WHAT NEEDS TO BE DONE >> The data must be transcribed exactly, with no line missing.

Recorded data:
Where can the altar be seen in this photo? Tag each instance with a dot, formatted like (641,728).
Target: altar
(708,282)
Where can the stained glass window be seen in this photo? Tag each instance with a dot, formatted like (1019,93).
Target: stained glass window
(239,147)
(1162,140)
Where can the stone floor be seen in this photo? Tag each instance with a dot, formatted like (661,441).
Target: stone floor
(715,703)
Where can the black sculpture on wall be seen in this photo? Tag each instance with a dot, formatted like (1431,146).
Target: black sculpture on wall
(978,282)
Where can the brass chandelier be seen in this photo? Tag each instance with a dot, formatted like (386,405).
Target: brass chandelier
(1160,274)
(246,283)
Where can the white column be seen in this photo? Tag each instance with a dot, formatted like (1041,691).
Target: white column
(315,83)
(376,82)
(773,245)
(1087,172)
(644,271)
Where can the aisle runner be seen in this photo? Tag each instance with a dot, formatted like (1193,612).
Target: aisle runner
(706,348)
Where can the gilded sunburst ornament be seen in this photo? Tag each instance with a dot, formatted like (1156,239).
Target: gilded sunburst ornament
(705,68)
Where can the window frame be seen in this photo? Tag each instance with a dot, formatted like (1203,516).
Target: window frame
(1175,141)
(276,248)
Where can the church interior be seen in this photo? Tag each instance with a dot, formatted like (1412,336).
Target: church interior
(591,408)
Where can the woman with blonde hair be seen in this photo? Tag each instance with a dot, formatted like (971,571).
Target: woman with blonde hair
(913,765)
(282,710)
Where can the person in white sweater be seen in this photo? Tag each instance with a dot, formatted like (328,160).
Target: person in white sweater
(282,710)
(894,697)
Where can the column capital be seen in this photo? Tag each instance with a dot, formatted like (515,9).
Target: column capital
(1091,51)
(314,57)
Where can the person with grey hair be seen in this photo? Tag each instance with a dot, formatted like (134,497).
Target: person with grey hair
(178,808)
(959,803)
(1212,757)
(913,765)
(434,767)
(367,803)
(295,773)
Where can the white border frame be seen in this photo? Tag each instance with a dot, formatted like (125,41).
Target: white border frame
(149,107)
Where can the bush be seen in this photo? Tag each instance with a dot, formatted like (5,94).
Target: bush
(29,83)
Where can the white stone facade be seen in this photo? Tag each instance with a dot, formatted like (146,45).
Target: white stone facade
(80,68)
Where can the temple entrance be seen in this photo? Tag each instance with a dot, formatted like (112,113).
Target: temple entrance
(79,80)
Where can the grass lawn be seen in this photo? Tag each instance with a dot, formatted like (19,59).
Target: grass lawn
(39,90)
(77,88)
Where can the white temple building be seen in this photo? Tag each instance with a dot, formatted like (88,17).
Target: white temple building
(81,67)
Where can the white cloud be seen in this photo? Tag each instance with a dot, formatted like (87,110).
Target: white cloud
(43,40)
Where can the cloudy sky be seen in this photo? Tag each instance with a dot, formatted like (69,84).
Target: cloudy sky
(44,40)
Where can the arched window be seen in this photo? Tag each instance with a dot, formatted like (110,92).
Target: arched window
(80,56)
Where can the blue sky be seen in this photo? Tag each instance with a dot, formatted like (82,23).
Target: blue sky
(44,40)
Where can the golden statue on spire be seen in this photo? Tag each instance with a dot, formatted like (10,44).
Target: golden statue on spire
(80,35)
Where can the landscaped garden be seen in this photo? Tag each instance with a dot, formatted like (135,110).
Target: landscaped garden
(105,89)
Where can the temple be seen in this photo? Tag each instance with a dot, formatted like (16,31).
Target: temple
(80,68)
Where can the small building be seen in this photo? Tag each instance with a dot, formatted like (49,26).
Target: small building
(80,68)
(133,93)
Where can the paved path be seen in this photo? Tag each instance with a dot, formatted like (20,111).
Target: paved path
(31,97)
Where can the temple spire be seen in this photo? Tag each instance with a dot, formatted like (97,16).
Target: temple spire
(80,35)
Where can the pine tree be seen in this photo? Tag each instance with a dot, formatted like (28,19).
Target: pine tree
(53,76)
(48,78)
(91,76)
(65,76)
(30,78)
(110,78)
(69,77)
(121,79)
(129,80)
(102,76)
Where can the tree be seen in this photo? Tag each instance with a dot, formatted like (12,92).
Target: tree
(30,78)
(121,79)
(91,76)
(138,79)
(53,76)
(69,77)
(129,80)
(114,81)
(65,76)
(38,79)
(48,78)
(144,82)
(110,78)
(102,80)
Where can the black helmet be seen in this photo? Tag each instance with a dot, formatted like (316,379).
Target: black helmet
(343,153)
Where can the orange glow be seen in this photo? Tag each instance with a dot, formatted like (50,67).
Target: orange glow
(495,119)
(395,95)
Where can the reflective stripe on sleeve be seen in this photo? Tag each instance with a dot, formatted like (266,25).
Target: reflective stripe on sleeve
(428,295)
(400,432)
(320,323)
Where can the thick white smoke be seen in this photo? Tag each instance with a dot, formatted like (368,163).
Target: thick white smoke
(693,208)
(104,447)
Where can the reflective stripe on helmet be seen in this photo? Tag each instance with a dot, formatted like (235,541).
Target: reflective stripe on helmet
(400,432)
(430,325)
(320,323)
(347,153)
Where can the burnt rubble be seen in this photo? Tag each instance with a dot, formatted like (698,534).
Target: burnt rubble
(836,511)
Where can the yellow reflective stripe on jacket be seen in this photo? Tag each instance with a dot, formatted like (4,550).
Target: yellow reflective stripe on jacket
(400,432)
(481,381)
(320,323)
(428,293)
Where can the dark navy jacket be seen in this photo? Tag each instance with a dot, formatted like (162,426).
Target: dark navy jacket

ANSWER AREA >>
Where can the altar be seen in this photo? Tag each instance with a dot, formatted like (641,728).
Target: altar
(708,282)
Where can the stained glass window be seen in this photo? Tag each instance with a dot, formatted like (1019,93).
Target: stained glass window
(239,147)
(1162,140)
Where can the stone floor be seen in this photo? Tag each instance with a dot, formatted like (661,441).
Target: stone floor
(715,703)
Where can the black sculpture on wall be seen in this photo? Tag each instance with a dot, formatted like (1431,146).
Target: black sculpture on wall
(978,282)
Where can the brass chandelier be seen in this photo? Tag each instance with a dot, formatted like (386,405).
Target: brass chandelier
(1160,274)
(246,283)
Where can the white column be seen in this photo? Tag each instance with a dot, formatted like (1041,691).
Target: white column
(315,83)
(376,82)
(773,245)
(1087,172)
(644,271)
Where can the aisle runner be seen in this photo? Tag each instance with a dot, formatted like (1193,612).
Target: aisle runner
(706,348)
Where can the gilded sunburst ornament be seen in this photo? Tag each instance with a dot, formatted like (1156,239).
Target: gilded sunburst ornament
(705,68)
Where can the window frame be seen in this photo? Tag each instance with a dot, formatted like (1203,516).
Target: window frame
(1175,141)
(276,248)
Where can the church interior be seen in this photo? Tag each instance with a dot, formatted like (1412,336).
Target: church interior
(591,408)
Where can the woman with blonde hair be seen in this photo? Tag each instance with a dot, formatted like (971,571).
Target: woman with blonde hair
(913,765)
(282,710)
Where can the person in white sweater be seen in this photo? Tag each instance with a dot, formatted like (328,160).
Target: person in white sweater
(282,710)
(894,697)
Where can the column capital be seen in this photo? Tag each instance with a dot, formatted like (515,9).
Target: column capital
(1091,51)
(314,57)
Where can the person with grey hair be seen in this photo? Tag each instance with a dot, formatted like (134,497).
Target: person with grey hair
(178,808)
(959,803)
(1212,757)
(913,765)
(434,767)
(367,803)
(295,773)
Where can the white border frame be seen in this photo? Tag each instance with a dot, formatted like (125,41).
Target: white border frame
(149,107)
Where can the bush be seen in this photo? Tag each instance with a dot, formatted like (5,94).
Target: bush
(29,83)
Where can the white stone facade be seen in this photo? Tag each instance with a dot, formatted like (146,45).
Target: white stone facade
(80,68)
Where can the temple entrance be seen in this photo? Tag each instance with a dot, formatted like (112,113).
Target: temple entrance
(79,80)
Where can the grass lawn be seen in this photo? Tag each instance with a dot, formatted like (19,59).
Target: grass lawn
(39,90)
(77,88)
Where can the white temple building be seen in this photo? Tag each instance with a dot, formatted like (88,17).
Target: white temple building
(81,67)
Where can the white cloud be seen in this photo? Tag each instance with a dot, formatted like (87,110).
Target: white cloud
(43,40)
Where can the cloudy sky be seen in this photo? Tag each instance with a dot, formatted like (69,84).
Target: cloudy sky
(44,40)
Where can the arched window be seen in this photo? Tag each instance with a dot, formatted like (110,92).
Target: arched window
(80,56)
Where can the blue sky be seen in this photo? Tag each instance with a dot, formatted like (82,23).
Target: blue sky
(44,40)
Where can the golden statue on spire be seen in this photo? Tag each instance with a dot, formatted like (10,44).
Target: golden statue on spire
(80,35)
Where can the landscaped garden be seen in this photo? Tag each instance with a dot, formatted like (135,110).
Target: landscaped garden
(105,89)
Where can the temple be seen in this photo? Tag each instance with a dot, formatted like (16,31).
Target: temple
(80,68)
Where can the small building be seen in this photo? Tag each instance with a dot, formatted like (49,26).
Target: small building
(80,68)
(133,93)
Where can the paved path be seen in this photo? Tag each instance with a dot, formatted like (20,111).
Target: paved path
(31,97)
Where can the temple spire be seen in this photo? Tag each instance with a dot, formatted like (97,16).
Target: temple spire
(80,35)
Where can the pine tree be seen in this photo? Tag each instance with a dot, formatted like (28,19).
Target: pine tree
(53,76)
(48,78)
(91,76)
(65,76)
(30,78)
(110,78)
(69,77)
(121,79)
(129,80)
(102,76)
Where can the tree be seen in this photo? Tag each instance with a dot, formatted like (12,92).
Target: tree
(30,78)
(121,79)
(91,76)
(138,79)
(53,76)
(69,77)
(129,80)
(114,81)
(65,76)
(38,79)
(48,78)
(144,82)
(110,78)
(102,80)
Where can the black helmet be seen in this photo? Tag each instance with a dot, formatted like (316,379).
Target: black helmet
(343,153)
Where can the orange glow be seen in this photo? Tag each instance with a dot, formatted like (50,67).
Target: orange glow
(495,119)
(395,95)
Where can the reflective stripe on sleeve be seen in this photo? Tag each instance with a dot, formatted like (266,25).
Target: reflective stripe on sleeve
(428,295)
(400,432)
(320,323)
Where can the thick white smoke be seen in this photo? Tag each instance with a dot, formatted like (368,163).
Target: thick white smoke
(693,208)
(104,447)
Where can the reflective stripe on helmet be seen in this photo? Tag each instance with a dot, formatted like (235,541).
Target: reflective stripe on helmet
(400,432)
(430,325)
(320,323)
(347,153)
Where can the burnt rubble be seen in this photo? Tag each instance with a dot, formatted like (698,534).
Target: burnt rubble
(836,511)
Where can the yellow reflective stripe on jacket be seen in this photo? Tag each instance with a dot, formatted like (4,550).
Target: yellow reflective stripe on jacket
(400,432)
(481,381)
(320,323)
(428,293)
Where can the dark navy jacket be seen in this photo? Tag each instance with a dot, formatted like (162,426).
Target: dark navy jacket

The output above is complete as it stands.